— begin PASSAGE —

| hienrich |
:rolleyes: CONFUSED
I'M PLANNING TO ASSEMBLE AN AMP WITH 2SC5200/2SC1943
AND A PLUS/MINUS 78VDC AT THE RAILS. IS IT SAFE FOR THESE DEVICES WITH THAT SUPPLY RAILS?:bigeyes:
AM I KILLING THEM? BUT IF POSSIBLE HOW MANY OF THESE DEVICES WILL I USE BETWEEN THE RAILS?
:whazzat:
HIENRICH |
|
|
| Duo |
You'll be absolutely fine with this power supply voltage of +-78VDC. These transistors can handle up to 230V, you're total power supply voltage is only 156 so there's no problem as far as too much voltage being on the transistors.
As far as how many to put in parallel for your speaker, lets see.
If you're doing 8 ohm load, then you'll probably get about 300W at that voltage. This means that at worst, the transistors dissipate about 200W(half swing). They'll have to also deal with 10A if you deliver a square wave at full clip into a resistive load. Turn this load into a speaker and that could become a lot more. Let's say about 18A to be safe. Being that these devices are good for 15A, it is simply a must to at least use two pairs in a channel.
Being that these devices are 150W each and 15A, I would say that four pairs are needed to be relatively safe.
On a 4 ohm load, you'll need a lot more. |
|
|
| hienrich |
:)
CONFUSED?
NOT ANY MORE. THANKS . THIS TIME IM GOING THRUOGH THE PLAN.
HIENRICH;) |
|
|
| Duo |
| Hehe, I'm glad I could help you out. |
|
|
| Workhorse |
| quote: | Originally posted by hienrich
:rolleyes: CONFUSED
I'M PLANNING TO ASSEMBLE AN AMP WITH 2SC5200/2SC1943
AND A PLUS/MINUS 78VDC AT THE RAILS. IS IT SAFE FOR THESE DEVICES WITH THAT SUPPLY RAILS?:bigeyes:
AM I KILLING THEM? BUT IF POSSIBLE HOW MANY OF THESE DEVICES WILL I USE BETWEEN THE RAILS?
:whazzat:
HIENRICH |
Hi Hienrich,
happy new year!
You can use 2SC1943/2SA5200 even at +-140VDC rails without any type of destruction.
QSC exculsively use these trannies at +-150VDC
Regards,
Kanwar |
|
|
| uli |
| quote: | Originally posted by Workhorse
You can use 2SC1943/2SA5200 even at +-140VDC rails without any type of destruction. |
N E V E R ! ! !
They will blow in the first second of driving beyond their voltage capacity!
| quote: | QSC exculsively use these trannies at +-150VDC
|
QSC uses them in class H configuration!
Class H (and Class G) is not comparable to Class B concerning supply rails.
Uli
:nod: :nod: :nod: |
|
|
| Duo |
haha, uli, I think he might mean 140V P-P, thus, +-70V rails.
+-140V would be 280P-P, and yes, that would destroy the transistor instantly as the swing approached 230.
Also, +-140 would yield about 1080Wrms into 8ohms. Might need just a few of these transistors in that situation even if they did that voltage. lol.
I do think, though, that people should be very specific whether they mean +-140 or +-70 being 140V rails.
I hope I clarified helpfully;)

— end PASSAGE —
— begin DATA SECTION —

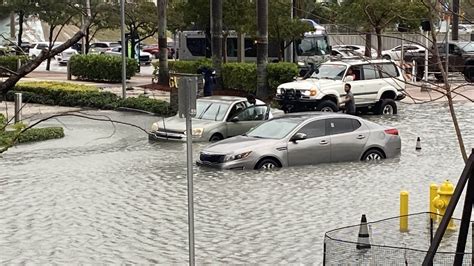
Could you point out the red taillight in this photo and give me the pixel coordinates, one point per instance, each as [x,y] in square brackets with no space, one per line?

— end DATA SECTION —

Reproduce the amplifier forum thread word for word from "They will blow" to "that voltage. lol.".

### SOLUTION
They will blow in the first second of driving beyond their voltage capacity!
| quote: | QSC exculsively use these trannies at +-150VDC
|
QSC uses them in class H configuration!
Class H (and Class G) is not comparable to Class B concerning supply rails.
Uli
:nod: :nod: :nod: |
|
|
| Duo |
haha, uli, I think he might mean 140V P-P, thus, +-70V rails.
+-140V would be 280P-P, and yes, that would destroy the transistor instantly as the swing approached 230.
Also, +-140 would yield about 1080Wrms into 8ohms. Might need just a few of these transistors in that situation even if they did that voltage. lol.